_Work instructions_:
Lift out, unaltered, the lines of the material below between the line holding "Outline every instance of the green" and the line holding "--target whole line", counting both.

● ● ● ●

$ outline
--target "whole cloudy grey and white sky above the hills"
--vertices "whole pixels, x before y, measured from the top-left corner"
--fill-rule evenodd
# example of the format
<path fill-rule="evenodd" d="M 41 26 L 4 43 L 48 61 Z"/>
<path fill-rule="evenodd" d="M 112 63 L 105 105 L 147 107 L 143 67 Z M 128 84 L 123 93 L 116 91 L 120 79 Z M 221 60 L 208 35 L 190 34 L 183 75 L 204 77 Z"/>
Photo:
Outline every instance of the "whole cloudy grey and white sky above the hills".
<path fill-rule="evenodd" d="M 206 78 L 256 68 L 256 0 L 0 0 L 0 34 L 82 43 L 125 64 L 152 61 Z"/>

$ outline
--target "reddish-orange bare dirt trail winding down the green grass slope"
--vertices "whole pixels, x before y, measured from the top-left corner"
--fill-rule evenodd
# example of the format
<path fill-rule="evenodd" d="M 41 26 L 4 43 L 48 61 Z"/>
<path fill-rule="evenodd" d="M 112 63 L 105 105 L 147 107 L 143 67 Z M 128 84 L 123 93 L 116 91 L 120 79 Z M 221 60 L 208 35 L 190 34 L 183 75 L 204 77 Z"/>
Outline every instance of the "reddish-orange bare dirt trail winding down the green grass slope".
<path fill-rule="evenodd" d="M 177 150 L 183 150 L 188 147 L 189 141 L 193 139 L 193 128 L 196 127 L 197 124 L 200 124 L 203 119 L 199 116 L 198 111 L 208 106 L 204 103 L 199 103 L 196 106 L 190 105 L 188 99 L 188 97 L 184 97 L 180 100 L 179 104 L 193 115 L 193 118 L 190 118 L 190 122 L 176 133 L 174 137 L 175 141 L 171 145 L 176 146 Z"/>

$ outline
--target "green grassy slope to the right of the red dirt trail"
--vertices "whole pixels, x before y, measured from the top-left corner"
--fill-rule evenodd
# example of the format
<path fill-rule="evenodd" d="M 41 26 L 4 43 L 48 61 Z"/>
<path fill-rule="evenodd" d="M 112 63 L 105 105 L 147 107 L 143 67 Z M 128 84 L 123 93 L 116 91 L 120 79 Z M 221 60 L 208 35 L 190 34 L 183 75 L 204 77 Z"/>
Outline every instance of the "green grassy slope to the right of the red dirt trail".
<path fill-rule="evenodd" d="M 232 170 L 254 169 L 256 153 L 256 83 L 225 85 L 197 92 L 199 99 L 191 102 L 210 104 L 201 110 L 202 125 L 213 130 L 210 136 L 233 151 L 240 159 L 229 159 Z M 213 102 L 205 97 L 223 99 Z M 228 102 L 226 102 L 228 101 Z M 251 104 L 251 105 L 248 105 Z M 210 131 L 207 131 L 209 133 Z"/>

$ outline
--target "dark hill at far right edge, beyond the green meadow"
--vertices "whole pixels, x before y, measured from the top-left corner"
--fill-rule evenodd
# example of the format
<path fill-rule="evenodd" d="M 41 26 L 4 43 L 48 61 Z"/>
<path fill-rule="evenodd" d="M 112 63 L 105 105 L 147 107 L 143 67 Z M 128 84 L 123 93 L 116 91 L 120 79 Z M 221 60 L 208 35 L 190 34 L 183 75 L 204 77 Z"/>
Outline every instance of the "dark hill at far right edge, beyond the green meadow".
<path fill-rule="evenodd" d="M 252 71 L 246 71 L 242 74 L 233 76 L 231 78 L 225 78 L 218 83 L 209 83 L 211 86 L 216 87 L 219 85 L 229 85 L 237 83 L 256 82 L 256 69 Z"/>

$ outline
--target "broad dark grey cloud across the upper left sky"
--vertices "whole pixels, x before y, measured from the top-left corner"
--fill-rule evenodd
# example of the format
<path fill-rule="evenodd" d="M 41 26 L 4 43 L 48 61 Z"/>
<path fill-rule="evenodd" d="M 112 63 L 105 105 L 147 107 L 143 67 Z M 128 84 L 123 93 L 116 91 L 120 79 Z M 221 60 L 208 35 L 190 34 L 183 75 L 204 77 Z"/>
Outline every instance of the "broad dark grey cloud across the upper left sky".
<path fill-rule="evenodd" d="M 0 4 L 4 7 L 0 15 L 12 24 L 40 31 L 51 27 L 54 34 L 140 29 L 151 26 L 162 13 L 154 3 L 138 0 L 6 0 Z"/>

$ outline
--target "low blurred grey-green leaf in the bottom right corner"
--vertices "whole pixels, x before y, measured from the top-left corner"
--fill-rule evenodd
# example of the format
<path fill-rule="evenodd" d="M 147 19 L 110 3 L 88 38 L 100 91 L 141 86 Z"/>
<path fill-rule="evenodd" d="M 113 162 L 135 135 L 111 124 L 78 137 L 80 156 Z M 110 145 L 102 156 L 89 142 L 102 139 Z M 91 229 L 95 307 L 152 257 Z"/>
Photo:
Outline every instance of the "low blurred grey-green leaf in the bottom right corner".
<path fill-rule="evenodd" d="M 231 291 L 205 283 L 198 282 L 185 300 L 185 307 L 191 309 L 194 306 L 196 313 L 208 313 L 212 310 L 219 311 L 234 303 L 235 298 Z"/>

● ● ● ●

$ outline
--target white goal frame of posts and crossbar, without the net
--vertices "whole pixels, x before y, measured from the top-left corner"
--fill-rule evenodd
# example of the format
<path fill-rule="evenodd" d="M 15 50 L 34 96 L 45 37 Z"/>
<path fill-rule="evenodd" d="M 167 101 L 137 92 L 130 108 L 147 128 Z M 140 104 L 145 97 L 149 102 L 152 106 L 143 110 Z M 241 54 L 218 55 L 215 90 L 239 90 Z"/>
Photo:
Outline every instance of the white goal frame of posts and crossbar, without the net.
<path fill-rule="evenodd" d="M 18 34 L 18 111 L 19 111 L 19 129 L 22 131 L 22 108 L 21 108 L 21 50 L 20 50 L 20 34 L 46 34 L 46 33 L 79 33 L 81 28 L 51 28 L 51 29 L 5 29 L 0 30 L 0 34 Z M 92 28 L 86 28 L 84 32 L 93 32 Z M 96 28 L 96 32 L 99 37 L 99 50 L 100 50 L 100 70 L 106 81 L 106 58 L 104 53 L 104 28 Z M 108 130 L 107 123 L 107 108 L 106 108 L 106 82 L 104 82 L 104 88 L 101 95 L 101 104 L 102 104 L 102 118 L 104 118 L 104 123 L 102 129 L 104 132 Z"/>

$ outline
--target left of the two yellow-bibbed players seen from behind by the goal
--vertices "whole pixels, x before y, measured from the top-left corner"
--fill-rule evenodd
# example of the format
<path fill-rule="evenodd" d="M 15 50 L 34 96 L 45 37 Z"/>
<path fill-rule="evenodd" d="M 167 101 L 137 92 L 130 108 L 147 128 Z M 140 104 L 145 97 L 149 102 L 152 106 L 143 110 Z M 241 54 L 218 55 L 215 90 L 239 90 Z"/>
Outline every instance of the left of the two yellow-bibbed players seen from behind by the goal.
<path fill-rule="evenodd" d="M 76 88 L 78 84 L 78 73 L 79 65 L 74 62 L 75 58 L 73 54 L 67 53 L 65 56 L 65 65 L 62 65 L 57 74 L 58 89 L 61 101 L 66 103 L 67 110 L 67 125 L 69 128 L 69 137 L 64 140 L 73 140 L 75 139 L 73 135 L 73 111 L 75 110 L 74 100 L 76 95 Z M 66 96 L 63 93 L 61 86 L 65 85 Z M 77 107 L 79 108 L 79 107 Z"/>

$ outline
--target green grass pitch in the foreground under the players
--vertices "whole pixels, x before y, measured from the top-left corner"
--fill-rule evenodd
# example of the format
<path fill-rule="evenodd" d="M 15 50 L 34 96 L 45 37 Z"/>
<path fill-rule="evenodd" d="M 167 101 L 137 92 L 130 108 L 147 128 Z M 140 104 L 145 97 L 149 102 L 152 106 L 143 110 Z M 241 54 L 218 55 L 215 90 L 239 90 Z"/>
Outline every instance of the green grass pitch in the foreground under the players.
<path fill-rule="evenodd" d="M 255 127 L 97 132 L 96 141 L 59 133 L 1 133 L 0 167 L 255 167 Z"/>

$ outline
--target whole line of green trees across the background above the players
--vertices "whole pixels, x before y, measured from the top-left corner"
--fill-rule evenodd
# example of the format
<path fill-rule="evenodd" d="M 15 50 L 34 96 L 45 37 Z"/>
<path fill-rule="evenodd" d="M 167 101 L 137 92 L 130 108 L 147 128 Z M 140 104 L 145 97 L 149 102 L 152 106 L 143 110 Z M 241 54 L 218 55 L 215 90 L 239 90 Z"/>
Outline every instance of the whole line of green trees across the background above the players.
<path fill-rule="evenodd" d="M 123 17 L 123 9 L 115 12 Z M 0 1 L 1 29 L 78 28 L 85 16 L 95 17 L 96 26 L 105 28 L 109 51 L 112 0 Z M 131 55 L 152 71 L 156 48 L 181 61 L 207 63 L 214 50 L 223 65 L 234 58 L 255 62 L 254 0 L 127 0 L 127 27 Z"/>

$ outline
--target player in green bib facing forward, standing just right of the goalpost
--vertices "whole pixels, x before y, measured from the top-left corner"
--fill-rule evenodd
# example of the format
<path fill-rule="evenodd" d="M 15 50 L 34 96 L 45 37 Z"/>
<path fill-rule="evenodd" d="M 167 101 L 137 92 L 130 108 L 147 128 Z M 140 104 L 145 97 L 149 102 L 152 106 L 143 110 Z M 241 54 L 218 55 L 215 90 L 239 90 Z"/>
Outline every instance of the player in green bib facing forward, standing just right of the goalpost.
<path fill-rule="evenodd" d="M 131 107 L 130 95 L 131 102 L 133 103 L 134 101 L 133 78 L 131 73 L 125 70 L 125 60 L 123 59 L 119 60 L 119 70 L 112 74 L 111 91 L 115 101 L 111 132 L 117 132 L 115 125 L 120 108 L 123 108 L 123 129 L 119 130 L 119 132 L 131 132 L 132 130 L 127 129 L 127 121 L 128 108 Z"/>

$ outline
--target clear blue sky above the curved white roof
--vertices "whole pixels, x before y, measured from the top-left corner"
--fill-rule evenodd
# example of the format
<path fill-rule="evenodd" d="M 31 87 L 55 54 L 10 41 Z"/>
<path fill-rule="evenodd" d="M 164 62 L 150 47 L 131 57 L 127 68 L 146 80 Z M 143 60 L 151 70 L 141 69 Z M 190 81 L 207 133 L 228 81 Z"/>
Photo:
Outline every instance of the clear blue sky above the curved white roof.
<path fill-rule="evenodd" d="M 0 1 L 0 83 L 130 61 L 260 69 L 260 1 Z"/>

● ● ● ●

_Answer space_:
Outline every instance of the green grass pitch in the foreground under the players.
<path fill-rule="evenodd" d="M 255 127 L 97 132 L 96 141 L 59 133 L 1 133 L 0 167 L 255 167 Z"/>

$ outline
--target whole line of green trees across the background above the players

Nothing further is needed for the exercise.